• [PROBLEM STATEMENT]:
Can you reproduce the records starting at the line containing "Detect gray shingle" and ending at the line containing "xmin=427 ymin=85 xmax=526 ymax=152", both lines included? Keep the request lines as they are, scale every coordinate in the answers by 1.1, round it to a whole number with halves going up, and give only those lines.

• [EXERCISE MATERIAL]:
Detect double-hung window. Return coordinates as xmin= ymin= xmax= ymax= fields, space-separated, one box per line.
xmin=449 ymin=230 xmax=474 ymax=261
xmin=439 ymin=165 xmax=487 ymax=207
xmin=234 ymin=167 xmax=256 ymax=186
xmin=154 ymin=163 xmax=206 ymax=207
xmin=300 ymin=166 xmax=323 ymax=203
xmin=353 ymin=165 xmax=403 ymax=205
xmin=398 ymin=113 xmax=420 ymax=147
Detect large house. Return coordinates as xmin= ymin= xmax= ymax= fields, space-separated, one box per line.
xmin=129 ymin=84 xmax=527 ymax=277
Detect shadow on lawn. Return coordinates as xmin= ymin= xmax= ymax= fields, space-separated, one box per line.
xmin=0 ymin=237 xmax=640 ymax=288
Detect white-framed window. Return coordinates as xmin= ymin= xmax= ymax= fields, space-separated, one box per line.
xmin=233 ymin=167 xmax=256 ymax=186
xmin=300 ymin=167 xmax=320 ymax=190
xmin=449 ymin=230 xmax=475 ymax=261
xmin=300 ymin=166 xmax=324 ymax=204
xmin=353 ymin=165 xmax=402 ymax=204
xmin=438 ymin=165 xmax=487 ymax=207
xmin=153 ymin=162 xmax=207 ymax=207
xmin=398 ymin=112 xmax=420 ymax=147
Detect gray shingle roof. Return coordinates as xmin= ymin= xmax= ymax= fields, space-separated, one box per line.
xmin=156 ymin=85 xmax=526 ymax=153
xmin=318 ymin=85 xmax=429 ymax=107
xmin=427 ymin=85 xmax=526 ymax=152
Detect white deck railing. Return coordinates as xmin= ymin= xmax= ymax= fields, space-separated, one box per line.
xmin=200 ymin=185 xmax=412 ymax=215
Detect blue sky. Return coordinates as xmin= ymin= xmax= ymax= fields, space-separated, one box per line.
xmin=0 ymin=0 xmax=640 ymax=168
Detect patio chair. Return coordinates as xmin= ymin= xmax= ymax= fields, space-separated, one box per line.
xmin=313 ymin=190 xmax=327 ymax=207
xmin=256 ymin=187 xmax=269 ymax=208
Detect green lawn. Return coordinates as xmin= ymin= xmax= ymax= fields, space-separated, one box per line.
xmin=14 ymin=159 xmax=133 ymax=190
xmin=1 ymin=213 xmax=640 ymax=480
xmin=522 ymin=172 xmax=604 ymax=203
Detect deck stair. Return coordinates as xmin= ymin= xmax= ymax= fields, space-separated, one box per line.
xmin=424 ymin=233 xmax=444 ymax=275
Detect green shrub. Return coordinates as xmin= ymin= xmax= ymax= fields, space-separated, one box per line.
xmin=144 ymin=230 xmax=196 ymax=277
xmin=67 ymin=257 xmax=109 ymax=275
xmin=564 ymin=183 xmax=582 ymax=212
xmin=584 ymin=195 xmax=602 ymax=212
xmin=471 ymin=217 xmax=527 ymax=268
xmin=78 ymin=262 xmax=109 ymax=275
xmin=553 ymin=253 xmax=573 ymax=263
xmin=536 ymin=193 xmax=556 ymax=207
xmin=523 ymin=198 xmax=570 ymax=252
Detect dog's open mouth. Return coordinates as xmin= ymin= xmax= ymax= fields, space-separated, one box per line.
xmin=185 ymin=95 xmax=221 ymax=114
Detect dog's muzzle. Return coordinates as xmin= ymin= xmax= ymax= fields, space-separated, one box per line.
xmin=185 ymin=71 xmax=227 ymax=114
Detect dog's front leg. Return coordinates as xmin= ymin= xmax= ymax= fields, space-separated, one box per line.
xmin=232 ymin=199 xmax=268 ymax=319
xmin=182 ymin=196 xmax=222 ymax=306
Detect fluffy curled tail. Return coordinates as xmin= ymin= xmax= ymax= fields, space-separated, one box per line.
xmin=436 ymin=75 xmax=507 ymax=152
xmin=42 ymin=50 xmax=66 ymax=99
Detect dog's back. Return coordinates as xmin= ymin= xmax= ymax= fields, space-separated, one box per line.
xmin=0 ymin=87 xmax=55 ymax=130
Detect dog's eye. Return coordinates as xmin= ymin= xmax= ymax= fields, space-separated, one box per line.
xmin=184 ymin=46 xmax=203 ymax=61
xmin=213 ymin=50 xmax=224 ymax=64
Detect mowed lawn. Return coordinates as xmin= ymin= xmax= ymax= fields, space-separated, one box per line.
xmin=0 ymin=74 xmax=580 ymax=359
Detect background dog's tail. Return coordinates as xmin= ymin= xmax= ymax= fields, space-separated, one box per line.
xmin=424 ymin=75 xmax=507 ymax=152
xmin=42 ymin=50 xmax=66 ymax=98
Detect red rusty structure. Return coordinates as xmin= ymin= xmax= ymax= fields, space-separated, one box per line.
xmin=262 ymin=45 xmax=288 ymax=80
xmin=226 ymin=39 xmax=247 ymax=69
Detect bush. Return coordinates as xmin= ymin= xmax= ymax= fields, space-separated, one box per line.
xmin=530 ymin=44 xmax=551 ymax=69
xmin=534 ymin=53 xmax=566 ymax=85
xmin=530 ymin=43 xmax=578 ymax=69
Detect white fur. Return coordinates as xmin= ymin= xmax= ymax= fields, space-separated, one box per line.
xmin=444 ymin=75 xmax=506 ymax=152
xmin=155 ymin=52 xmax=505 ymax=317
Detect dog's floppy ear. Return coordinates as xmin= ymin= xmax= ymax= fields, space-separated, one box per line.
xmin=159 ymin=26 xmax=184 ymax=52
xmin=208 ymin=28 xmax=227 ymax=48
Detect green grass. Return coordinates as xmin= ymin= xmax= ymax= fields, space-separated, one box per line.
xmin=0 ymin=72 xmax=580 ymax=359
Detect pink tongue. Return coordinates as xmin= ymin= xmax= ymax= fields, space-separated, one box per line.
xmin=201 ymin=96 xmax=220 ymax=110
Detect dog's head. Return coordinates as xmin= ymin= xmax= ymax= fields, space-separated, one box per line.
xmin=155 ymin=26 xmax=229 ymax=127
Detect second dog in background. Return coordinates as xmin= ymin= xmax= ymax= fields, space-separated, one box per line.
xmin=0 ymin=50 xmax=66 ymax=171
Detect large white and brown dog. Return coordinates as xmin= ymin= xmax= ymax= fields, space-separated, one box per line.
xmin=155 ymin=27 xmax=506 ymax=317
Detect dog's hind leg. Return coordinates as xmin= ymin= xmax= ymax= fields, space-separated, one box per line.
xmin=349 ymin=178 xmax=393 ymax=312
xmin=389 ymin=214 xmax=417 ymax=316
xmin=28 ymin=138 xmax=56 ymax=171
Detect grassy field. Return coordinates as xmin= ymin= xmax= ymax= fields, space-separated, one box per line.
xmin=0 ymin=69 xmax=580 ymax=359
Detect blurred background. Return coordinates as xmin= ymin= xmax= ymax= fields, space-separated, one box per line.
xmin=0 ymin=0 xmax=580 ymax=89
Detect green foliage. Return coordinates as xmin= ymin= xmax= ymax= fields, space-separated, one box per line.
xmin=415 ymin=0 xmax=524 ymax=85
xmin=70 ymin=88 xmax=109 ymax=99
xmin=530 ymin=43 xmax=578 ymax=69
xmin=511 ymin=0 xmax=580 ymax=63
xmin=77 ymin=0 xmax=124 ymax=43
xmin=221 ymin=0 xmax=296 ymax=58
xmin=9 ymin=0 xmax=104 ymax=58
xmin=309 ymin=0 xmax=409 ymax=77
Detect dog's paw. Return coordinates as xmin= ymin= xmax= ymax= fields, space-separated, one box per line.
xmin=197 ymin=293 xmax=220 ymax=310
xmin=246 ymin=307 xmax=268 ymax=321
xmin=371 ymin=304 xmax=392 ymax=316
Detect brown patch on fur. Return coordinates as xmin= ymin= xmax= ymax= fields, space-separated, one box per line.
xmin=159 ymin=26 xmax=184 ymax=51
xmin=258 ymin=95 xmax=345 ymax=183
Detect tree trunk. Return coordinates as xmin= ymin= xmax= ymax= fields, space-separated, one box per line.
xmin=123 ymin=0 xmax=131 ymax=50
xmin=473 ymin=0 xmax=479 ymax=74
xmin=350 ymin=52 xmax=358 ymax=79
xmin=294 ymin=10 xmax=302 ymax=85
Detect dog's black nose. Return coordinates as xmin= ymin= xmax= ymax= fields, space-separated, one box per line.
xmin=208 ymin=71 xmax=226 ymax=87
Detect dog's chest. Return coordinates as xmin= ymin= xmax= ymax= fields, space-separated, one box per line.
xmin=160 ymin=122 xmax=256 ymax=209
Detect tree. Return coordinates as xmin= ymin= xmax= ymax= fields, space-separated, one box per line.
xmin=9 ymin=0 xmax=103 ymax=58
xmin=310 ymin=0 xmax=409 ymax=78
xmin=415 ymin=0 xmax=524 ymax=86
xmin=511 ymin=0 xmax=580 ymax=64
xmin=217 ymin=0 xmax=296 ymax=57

• [OUTPUT OF THE EXERCISE]:
Detect gray shingle roof. Return coordinates as xmin= ymin= xmax= ymax= fields, space-separated, one box per line.
xmin=172 ymin=94 xmax=579 ymax=168
xmin=350 ymin=94 xmax=472 ymax=118
xmin=470 ymin=94 xmax=579 ymax=167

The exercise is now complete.